What the task asks – Precisely the lines from the one with "Find the white interior" through the end of the data, both included, must make up the response, each restated word for word.
Start of The data
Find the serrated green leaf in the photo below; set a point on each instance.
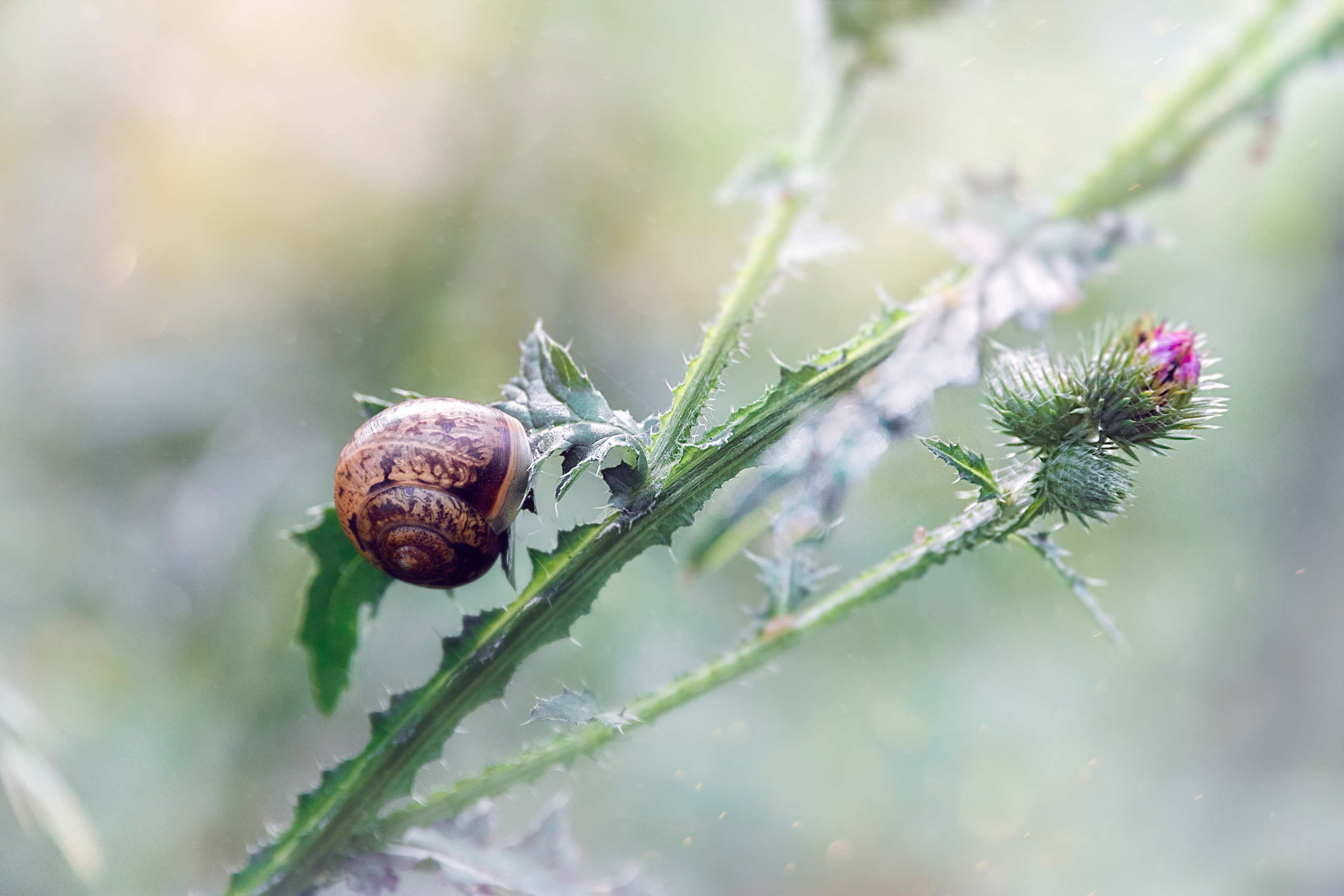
(566, 416)
(342, 582)
(970, 467)
(565, 582)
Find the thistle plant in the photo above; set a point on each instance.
(1076, 426)
(1083, 419)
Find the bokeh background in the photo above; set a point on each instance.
(222, 218)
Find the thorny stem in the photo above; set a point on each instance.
(1078, 583)
(1133, 162)
(1229, 82)
(326, 832)
(761, 268)
(978, 525)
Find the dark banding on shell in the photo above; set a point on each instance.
(426, 489)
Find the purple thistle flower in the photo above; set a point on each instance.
(1171, 354)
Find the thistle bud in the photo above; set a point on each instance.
(1081, 480)
(1135, 387)
(1172, 358)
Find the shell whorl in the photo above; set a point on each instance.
(428, 488)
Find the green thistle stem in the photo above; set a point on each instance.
(759, 272)
(979, 525)
(324, 832)
(1227, 83)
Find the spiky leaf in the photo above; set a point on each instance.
(568, 416)
(342, 582)
(970, 467)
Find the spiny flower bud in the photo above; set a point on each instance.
(1133, 387)
(1081, 480)
(1136, 387)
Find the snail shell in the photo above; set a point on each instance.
(428, 489)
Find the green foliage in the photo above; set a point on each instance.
(970, 467)
(1104, 397)
(792, 577)
(1084, 481)
(342, 582)
(568, 416)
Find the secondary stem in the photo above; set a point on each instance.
(982, 524)
(759, 272)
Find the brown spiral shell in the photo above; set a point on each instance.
(428, 489)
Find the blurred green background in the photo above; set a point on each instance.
(221, 218)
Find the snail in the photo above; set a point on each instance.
(428, 489)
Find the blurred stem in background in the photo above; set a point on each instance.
(788, 191)
(350, 797)
(562, 589)
(37, 792)
(1062, 244)
(982, 524)
(1229, 83)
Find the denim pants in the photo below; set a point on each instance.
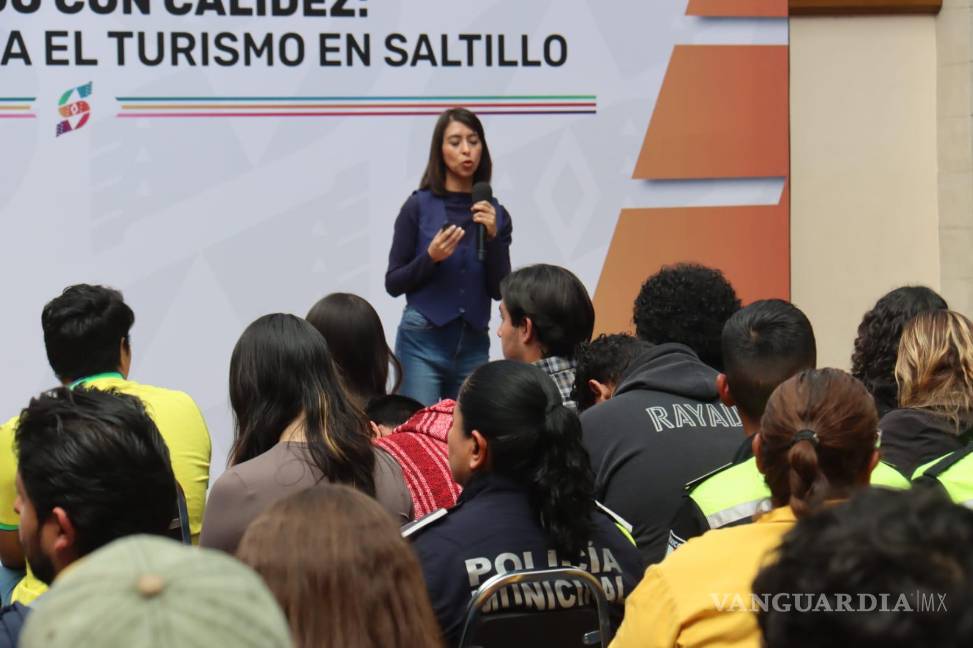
(437, 359)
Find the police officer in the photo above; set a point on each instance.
(763, 345)
(528, 503)
(953, 472)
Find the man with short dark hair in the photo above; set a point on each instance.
(763, 345)
(92, 468)
(545, 313)
(600, 363)
(664, 423)
(686, 303)
(86, 335)
(887, 568)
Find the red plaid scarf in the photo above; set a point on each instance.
(419, 445)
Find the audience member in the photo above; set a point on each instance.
(92, 468)
(419, 446)
(545, 313)
(901, 562)
(664, 424)
(357, 344)
(295, 426)
(763, 345)
(528, 499)
(934, 371)
(145, 592)
(877, 344)
(686, 303)
(341, 572)
(388, 412)
(86, 333)
(601, 364)
(816, 443)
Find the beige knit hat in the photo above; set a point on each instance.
(151, 592)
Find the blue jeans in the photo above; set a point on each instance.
(437, 359)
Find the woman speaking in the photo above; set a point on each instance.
(443, 335)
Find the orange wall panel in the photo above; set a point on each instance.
(738, 8)
(750, 244)
(721, 113)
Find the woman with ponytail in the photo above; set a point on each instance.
(816, 445)
(527, 502)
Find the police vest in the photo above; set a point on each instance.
(954, 472)
(739, 492)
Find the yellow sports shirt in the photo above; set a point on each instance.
(182, 427)
(700, 594)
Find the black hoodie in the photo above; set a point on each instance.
(663, 427)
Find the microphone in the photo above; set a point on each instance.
(481, 191)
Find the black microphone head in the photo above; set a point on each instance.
(482, 191)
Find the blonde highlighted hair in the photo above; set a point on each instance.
(934, 369)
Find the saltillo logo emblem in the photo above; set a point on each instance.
(75, 114)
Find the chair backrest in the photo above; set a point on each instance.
(179, 527)
(568, 627)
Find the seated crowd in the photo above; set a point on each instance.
(712, 485)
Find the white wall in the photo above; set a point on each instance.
(863, 168)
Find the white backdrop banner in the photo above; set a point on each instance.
(217, 160)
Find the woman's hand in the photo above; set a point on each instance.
(486, 215)
(444, 243)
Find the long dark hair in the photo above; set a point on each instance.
(434, 177)
(536, 441)
(877, 344)
(357, 342)
(341, 572)
(802, 470)
(281, 369)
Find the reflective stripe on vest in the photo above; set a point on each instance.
(738, 512)
(887, 476)
(957, 479)
(740, 492)
(732, 494)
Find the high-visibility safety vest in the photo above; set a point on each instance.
(739, 491)
(954, 472)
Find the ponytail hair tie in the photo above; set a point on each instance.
(806, 435)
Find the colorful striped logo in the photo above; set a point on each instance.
(281, 107)
(16, 108)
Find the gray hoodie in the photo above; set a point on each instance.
(663, 427)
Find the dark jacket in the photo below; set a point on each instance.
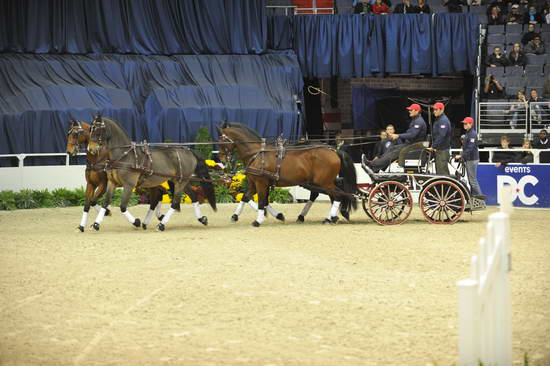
(403, 9)
(493, 60)
(441, 133)
(470, 150)
(519, 60)
(417, 131)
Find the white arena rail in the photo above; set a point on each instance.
(485, 321)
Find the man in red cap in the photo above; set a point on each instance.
(470, 155)
(441, 139)
(413, 139)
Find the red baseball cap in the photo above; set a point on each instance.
(414, 107)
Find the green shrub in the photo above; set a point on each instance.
(7, 200)
(280, 195)
(24, 199)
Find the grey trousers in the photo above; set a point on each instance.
(442, 162)
(471, 170)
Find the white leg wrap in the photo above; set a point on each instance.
(84, 219)
(129, 216)
(148, 217)
(167, 216)
(261, 216)
(306, 208)
(271, 211)
(157, 209)
(239, 208)
(334, 209)
(100, 216)
(197, 209)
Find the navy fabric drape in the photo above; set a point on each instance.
(157, 98)
(133, 26)
(362, 45)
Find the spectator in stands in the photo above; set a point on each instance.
(546, 89)
(495, 17)
(535, 46)
(517, 57)
(518, 109)
(470, 155)
(493, 89)
(380, 7)
(515, 16)
(541, 141)
(532, 17)
(526, 157)
(405, 8)
(497, 58)
(423, 8)
(527, 37)
(362, 7)
(505, 157)
(536, 109)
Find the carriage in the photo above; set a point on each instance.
(388, 199)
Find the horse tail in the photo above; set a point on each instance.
(201, 170)
(349, 184)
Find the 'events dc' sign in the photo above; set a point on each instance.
(530, 183)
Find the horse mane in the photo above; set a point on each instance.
(253, 135)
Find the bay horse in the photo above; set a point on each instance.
(312, 166)
(131, 165)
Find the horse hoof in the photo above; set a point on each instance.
(346, 215)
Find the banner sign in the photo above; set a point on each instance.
(530, 183)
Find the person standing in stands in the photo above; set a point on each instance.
(527, 37)
(380, 7)
(423, 8)
(413, 139)
(470, 156)
(535, 46)
(497, 58)
(441, 136)
(405, 8)
(516, 56)
(541, 142)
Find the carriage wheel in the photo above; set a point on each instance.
(442, 202)
(390, 203)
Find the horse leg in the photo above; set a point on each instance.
(87, 201)
(196, 206)
(247, 198)
(124, 199)
(176, 202)
(108, 197)
(312, 197)
(263, 189)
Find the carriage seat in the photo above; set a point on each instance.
(384, 177)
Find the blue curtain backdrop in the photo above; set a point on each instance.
(362, 45)
(133, 26)
(157, 98)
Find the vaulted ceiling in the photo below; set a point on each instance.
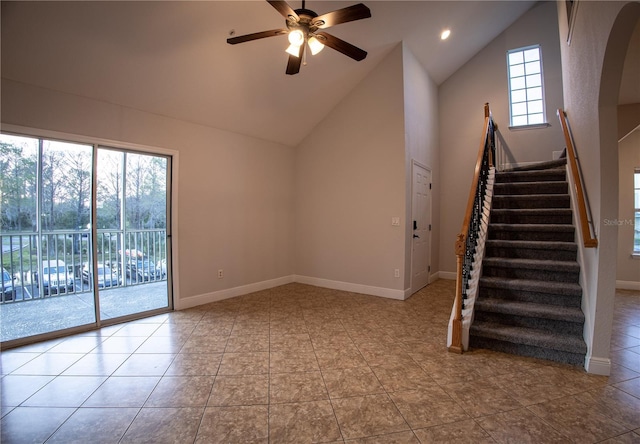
(172, 59)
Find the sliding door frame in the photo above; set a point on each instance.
(171, 233)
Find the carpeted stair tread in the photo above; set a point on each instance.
(534, 264)
(549, 164)
(532, 215)
(532, 201)
(534, 227)
(527, 188)
(561, 288)
(529, 336)
(549, 245)
(531, 249)
(530, 176)
(532, 310)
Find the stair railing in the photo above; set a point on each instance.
(467, 241)
(588, 236)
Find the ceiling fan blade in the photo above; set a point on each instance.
(349, 14)
(293, 65)
(341, 46)
(284, 9)
(256, 36)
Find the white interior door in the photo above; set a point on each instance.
(421, 227)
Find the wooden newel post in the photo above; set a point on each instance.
(456, 331)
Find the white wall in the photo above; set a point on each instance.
(461, 100)
(235, 202)
(350, 182)
(421, 141)
(628, 268)
(592, 66)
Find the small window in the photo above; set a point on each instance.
(526, 91)
(636, 200)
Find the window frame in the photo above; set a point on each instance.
(526, 89)
(635, 251)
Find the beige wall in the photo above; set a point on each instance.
(349, 184)
(592, 70)
(421, 142)
(235, 193)
(628, 268)
(461, 100)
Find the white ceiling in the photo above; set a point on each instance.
(171, 58)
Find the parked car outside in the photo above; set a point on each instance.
(56, 277)
(162, 266)
(8, 289)
(107, 276)
(140, 270)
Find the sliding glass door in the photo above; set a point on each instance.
(84, 232)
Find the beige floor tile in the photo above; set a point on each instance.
End of The data
Exercise result –
Find the white interior door in the photo above; set a point on each instance.
(421, 227)
Find the wooden newel post in the photo above; set a point on each instance.
(456, 331)
Find the white wall in the photo above; set a point on each instance.
(461, 100)
(235, 202)
(350, 182)
(421, 141)
(628, 268)
(592, 66)
Find the small window in the photo above; set a point on each instance.
(526, 91)
(636, 200)
Find the window frame in the photo above; set a point on each instance.
(526, 89)
(635, 251)
Find the beige wall in the photo above; set a point on each instance.
(349, 184)
(592, 70)
(421, 142)
(235, 193)
(628, 268)
(461, 100)
Find the white ceiling in the photo above; set a point on each instance.
(171, 58)
Find the parked car outside in the photo above; set a point on each instance.
(56, 277)
(162, 266)
(8, 289)
(107, 276)
(140, 270)
Find the sliding glass door in the photo above; set a point on each instance.
(84, 232)
Find the beige floor tile in the photo above; set a point on each instance.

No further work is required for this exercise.